[Stored dataset items]
* * *

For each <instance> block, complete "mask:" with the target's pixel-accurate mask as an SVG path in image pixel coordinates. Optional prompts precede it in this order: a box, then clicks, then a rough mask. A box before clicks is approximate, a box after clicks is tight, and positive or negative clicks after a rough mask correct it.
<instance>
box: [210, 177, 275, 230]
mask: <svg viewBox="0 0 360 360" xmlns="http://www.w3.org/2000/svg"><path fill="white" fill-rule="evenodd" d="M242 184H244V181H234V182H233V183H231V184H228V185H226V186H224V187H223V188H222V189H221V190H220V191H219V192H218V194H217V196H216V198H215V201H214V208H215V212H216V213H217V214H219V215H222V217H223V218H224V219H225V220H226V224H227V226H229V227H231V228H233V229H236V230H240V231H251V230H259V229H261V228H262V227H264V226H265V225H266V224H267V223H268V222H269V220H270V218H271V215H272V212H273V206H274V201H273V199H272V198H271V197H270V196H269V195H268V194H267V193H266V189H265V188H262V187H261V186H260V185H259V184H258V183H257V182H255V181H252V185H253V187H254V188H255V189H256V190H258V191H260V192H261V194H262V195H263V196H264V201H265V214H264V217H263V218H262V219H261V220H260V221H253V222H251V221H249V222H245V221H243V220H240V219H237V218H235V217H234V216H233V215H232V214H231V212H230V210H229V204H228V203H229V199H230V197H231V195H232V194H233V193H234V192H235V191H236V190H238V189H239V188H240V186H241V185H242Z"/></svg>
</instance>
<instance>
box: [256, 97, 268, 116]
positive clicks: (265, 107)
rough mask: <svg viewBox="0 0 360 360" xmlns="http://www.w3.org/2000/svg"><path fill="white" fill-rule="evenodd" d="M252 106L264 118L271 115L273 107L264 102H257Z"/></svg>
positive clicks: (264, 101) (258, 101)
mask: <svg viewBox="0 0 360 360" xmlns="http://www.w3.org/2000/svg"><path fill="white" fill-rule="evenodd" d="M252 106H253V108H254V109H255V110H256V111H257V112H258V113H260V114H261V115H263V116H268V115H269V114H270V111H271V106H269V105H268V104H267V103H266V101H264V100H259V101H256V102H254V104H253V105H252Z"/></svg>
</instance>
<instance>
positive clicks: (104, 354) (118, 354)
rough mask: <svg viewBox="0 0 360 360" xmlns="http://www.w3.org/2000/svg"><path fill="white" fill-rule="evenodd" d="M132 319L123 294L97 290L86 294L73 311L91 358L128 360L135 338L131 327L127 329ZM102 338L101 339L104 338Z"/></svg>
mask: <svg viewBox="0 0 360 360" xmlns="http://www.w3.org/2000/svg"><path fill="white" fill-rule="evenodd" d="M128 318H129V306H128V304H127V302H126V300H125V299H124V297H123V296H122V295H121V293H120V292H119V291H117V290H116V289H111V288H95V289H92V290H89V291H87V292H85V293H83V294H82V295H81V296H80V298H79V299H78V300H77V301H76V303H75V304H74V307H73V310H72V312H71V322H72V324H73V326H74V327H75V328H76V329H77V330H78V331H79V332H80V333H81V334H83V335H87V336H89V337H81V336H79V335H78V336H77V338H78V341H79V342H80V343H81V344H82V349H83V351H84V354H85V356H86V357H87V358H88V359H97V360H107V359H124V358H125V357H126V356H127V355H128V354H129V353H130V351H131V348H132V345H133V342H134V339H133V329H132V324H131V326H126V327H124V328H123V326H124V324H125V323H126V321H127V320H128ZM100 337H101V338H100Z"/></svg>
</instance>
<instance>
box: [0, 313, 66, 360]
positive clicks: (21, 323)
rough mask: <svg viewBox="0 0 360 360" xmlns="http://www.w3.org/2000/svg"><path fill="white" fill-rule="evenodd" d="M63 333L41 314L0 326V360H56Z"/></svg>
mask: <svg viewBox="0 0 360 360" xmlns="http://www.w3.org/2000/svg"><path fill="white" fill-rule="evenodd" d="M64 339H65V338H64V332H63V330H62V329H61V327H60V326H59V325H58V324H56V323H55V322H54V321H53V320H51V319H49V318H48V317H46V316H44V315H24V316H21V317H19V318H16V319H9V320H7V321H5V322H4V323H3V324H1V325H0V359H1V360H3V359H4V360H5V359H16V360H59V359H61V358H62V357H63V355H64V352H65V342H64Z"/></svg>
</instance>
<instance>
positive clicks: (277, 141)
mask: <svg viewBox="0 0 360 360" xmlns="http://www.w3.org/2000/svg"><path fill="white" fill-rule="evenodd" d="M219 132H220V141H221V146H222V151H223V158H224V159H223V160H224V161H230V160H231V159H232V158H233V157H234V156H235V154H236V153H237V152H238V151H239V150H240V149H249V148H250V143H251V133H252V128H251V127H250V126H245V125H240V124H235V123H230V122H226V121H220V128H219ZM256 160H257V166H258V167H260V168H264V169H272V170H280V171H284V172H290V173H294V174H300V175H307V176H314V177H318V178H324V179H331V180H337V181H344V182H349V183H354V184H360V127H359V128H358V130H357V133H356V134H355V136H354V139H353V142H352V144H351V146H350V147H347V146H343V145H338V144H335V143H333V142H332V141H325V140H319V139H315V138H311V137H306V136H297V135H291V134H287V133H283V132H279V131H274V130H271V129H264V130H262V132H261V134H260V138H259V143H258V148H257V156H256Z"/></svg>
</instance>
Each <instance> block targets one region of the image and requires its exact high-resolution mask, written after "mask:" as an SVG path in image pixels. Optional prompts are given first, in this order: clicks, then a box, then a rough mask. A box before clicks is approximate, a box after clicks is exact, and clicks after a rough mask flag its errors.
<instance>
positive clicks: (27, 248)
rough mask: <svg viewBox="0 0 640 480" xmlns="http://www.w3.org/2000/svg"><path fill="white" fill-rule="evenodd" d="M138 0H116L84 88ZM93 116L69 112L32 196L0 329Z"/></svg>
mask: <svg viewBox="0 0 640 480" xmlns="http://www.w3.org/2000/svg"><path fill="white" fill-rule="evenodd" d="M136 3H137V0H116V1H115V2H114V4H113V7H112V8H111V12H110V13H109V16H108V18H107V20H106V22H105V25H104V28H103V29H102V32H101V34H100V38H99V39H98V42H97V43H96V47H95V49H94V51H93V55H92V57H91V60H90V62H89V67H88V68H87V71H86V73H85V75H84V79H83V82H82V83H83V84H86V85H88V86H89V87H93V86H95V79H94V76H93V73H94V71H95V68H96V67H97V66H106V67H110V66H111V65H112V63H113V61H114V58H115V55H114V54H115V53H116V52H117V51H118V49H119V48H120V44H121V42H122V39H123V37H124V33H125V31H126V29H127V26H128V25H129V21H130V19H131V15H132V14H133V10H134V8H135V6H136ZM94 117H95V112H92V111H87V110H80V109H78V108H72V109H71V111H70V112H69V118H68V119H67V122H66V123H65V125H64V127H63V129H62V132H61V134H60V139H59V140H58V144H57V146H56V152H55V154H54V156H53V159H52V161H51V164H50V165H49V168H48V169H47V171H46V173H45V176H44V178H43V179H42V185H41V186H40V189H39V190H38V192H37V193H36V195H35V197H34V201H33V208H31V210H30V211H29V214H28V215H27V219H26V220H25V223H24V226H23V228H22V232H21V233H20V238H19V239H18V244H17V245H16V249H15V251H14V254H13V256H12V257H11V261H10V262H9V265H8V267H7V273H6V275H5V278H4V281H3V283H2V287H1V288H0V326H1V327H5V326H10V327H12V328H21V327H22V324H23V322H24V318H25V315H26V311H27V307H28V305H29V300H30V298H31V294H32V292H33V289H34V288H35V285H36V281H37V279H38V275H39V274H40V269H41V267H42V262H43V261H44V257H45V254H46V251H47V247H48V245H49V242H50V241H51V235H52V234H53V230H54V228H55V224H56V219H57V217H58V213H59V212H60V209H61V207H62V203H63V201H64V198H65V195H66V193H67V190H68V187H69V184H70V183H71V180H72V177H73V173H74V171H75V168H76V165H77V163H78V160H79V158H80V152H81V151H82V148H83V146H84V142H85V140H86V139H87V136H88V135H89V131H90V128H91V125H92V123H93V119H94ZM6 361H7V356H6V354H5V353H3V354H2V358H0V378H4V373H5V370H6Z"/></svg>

* * *

### The task
Lines containing the word "block" must be found in the data above and copied.

### Reply
For each <instance> block, complete "mask:" with the target's pixel-accurate mask as an SVG path in image pixel coordinates. Optional prompts precede it in this order: a box, then clicks, then a rough mask. A box before clicks is approximate, a box after clicks is tight, and positive or negative clicks after a rough mask correct it.
Each <instance> block targets one region of the image and requires its exact high-resolution mask, written after "mask:" as an SVG path in image pixels. Optional prompts are given first, in this order: clicks, then a box, then a rough mask. A box before clicks is approximate, a box after clicks is exact, and clicks after a rough mask flag its errors.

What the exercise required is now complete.